• _Task objective_
Resize everything from the line containing "For the test set, locate each instance of the clump" down to the last line, both included. Copy those lines again in full, with each answer coordinate multiplied by 0.2 and rounded to a whole number (halves round up), and leave the pictures out.

[Records of labeled points]
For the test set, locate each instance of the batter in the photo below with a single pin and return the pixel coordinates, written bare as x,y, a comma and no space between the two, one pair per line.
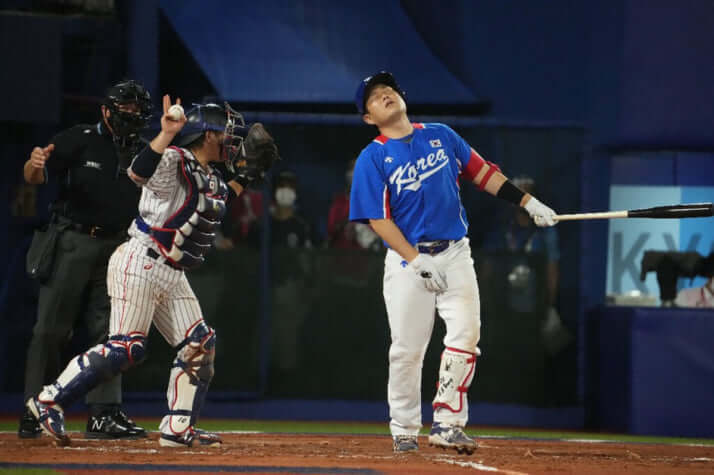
406,186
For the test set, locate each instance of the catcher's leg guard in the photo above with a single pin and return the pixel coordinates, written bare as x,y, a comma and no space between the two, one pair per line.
98,364
455,375
191,374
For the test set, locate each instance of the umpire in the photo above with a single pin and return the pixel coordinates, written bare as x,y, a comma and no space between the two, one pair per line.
95,205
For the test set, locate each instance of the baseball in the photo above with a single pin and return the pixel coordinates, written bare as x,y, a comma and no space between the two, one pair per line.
175,112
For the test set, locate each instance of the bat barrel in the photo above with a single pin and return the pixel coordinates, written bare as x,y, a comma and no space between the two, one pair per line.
693,210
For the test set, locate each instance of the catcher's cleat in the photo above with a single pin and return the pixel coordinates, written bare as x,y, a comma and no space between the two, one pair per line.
51,419
29,427
208,439
451,437
190,438
405,443
113,424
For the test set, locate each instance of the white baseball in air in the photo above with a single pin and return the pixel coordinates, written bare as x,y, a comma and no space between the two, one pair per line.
175,112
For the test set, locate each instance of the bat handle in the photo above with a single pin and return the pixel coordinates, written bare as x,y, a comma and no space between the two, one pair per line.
603,215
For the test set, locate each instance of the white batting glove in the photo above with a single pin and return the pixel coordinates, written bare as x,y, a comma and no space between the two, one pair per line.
541,214
425,268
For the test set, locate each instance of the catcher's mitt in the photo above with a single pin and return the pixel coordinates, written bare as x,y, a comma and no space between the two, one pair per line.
260,153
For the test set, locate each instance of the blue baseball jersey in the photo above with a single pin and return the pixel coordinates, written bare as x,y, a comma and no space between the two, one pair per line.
415,182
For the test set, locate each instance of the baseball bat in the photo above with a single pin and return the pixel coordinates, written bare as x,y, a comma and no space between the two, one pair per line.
692,210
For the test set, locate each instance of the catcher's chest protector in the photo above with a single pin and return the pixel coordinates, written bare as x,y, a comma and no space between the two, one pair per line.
188,234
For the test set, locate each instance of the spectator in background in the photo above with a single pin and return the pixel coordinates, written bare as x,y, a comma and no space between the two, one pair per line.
343,234
521,235
245,213
291,263
287,228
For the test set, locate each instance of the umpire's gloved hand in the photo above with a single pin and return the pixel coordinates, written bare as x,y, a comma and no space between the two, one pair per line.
425,268
541,214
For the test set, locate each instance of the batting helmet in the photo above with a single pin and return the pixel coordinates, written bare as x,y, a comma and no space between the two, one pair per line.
204,117
126,123
366,85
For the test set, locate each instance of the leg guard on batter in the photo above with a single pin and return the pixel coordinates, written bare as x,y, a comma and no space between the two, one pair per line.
191,374
96,365
455,375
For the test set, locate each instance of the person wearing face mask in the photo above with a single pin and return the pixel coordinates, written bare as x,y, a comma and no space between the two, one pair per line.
290,270
343,234
287,227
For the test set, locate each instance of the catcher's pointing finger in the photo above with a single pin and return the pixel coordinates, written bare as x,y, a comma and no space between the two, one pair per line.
39,156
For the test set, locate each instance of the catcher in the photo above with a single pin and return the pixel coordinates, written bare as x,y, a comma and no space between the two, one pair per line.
182,204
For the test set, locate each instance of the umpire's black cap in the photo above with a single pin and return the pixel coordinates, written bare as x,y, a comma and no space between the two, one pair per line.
366,85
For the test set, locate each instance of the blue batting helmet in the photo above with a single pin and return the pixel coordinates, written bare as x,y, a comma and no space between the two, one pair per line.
366,85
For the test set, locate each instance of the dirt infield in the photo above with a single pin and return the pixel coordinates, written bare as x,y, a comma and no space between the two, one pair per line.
296,453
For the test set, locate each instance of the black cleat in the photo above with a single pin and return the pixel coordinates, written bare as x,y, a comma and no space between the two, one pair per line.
113,425
29,426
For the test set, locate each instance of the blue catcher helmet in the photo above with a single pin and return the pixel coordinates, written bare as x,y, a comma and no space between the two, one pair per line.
366,85
218,118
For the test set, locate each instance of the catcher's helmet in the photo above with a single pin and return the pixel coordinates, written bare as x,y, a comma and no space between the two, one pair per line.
366,85
219,118
122,122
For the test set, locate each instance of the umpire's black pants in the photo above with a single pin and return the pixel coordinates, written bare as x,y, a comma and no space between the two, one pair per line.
77,288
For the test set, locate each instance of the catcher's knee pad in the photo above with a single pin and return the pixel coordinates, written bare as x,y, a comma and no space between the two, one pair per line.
98,364
190,376
455,375
126,351
195,354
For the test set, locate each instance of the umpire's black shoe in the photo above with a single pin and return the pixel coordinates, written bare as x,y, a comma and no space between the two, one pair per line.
29,426
113,425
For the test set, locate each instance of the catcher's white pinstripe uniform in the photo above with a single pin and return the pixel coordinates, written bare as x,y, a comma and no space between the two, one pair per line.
182,204
144,289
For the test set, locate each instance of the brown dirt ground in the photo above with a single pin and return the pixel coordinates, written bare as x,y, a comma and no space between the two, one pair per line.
369,453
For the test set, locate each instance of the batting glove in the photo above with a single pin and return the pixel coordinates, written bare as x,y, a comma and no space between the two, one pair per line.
541,214
426,270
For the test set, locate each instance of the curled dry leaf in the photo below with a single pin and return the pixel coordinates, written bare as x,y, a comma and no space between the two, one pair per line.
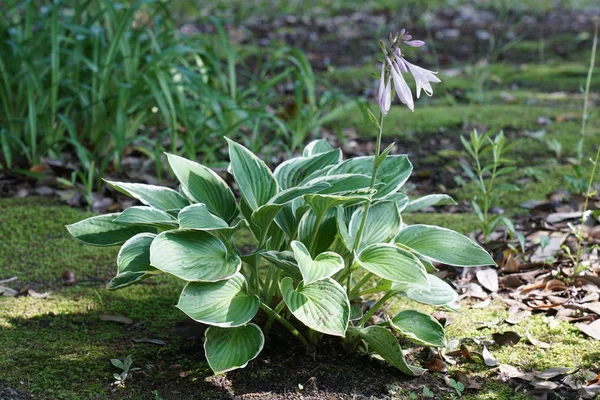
555,285
509,338
537,343
113,318
157,342
592,330
488,277
436,364
8,292
553,373
37,295
488,358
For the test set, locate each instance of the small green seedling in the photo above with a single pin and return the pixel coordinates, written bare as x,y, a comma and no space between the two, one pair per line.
124,366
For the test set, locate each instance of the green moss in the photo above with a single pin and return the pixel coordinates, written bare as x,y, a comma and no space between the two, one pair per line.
430,120
37,248
569,347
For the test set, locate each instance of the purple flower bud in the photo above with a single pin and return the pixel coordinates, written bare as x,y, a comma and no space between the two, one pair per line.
402,89
422,77
415,43
385,93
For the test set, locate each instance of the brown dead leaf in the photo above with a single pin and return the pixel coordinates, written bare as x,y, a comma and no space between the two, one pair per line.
157,342
508,338
511,281
592,330
436,364
537,343
593,307
114,318
463,378
39,168
517,317
8,292
555,285
488,277
563,216
37,295
552,373
509,262
483,304
546,385
488,358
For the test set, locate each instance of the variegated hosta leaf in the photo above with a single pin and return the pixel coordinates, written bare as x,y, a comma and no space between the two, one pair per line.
134,255
203,185
283,260
101,230
439,294
419,327
193,256
429,201
322,305
159,197
144,215
315,147
394,264
198,217
323,266
293,172
382,225
383,342
227,349
264,216
224,303
255,181
133,262
325,233
444,245
393,172
343,184
321,203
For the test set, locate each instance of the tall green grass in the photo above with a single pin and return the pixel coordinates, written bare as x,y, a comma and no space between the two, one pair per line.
97,78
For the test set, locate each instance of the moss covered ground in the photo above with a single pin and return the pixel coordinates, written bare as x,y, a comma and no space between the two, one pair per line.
59,348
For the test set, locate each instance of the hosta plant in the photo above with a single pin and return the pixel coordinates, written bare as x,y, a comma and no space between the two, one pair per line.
328,232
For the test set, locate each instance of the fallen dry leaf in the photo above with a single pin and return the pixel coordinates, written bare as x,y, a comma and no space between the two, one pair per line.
8,292
516,316
488,277
592,330
437,365
488,358
537,343
157,342
553,373
113,318
508,338
555,285
37,295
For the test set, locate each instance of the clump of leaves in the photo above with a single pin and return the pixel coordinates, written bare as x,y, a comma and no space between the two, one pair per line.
325,228
316,250
125,367
488,164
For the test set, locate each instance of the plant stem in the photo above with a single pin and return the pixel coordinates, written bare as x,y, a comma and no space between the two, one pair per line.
313,238
285,323
376,307
271,318
363,222
588,194
360,284
588,82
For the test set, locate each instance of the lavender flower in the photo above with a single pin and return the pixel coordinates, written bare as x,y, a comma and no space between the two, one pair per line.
398,65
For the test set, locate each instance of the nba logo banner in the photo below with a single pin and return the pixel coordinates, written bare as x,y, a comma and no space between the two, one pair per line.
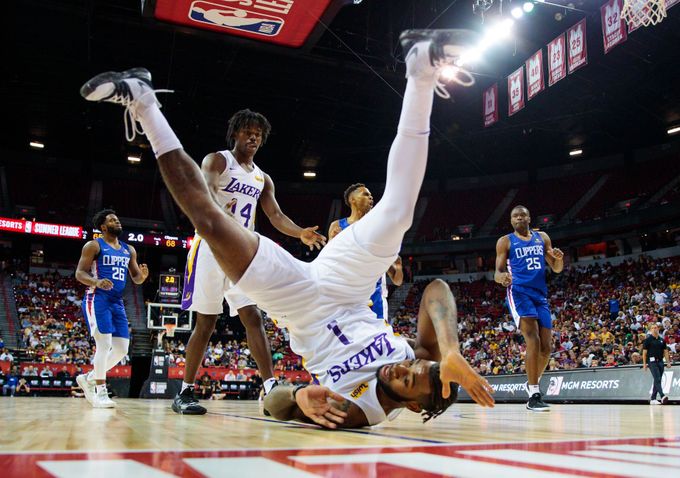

• _Response for this exercise_
For the test set, locate each instance of the clump of leaves in the photo above with a single pin and return the pixel coordinates, written bare as x,y, a comma and no space between the two, one pair per line.
65,46
63,50
25,73
98,33
For the test set, locate each instance of the plant stem in the photo above with a single pin and return the pixel coordinates, written bare as x,y, a comma and no space between the two, one pair per line.
63,48
57,65
75,61
54,64
73,44
118,39
72,57
118,16
For the test set, locate each instance of the lavender flower in the photo above with a single pin and return the pixel coordinates, written bare as x,y, a comma and no space between the two, one pair per line.
80,13
For the test set, locate each instance of the nba logo banner in the photo below with a single pin and return the pixel coordinates, written bare as x,y, a comma and no space between the two, one pair per line.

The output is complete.